DATA RECORDS:
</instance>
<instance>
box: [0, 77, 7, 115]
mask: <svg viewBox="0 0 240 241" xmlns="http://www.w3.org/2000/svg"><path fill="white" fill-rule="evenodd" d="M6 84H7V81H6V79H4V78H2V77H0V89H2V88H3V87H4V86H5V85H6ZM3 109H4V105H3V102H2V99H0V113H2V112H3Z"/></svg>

* * *

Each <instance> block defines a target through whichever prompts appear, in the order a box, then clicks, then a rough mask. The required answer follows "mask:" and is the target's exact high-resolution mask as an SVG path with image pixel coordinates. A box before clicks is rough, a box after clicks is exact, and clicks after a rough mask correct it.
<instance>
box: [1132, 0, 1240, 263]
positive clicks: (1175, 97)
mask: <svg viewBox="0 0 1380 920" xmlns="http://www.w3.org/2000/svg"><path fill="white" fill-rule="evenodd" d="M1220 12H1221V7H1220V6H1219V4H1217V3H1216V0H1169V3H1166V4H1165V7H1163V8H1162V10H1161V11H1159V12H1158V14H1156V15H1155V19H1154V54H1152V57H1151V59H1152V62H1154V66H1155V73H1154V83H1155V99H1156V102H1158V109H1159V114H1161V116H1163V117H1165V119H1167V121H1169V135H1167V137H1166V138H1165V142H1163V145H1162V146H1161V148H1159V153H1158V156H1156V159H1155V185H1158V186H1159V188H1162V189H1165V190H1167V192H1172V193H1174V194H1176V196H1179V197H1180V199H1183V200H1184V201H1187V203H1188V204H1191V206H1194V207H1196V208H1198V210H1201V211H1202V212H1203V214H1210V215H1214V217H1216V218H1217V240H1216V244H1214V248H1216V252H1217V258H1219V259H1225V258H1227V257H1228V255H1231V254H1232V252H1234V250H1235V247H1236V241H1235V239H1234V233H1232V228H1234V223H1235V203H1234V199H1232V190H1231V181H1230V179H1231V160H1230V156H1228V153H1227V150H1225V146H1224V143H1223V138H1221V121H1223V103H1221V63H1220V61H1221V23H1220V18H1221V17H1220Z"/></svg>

ACTION ITEM: Search the entries for the word "instance". Copy each line where it appears.

ANSWER TO THE EXERCISE:
</instance>
<instance>
Each <instance> block defines a target through whichever prompts appear, in the order a box, then clicks, then a rough mask. The required answer follows "mask:" and is the target's exact high-resolution mask as an SVG path with image pixel coordinates. A box before clicks is rough, a box after clicks is exact, and clicks after a rough mask correct it.
<instance>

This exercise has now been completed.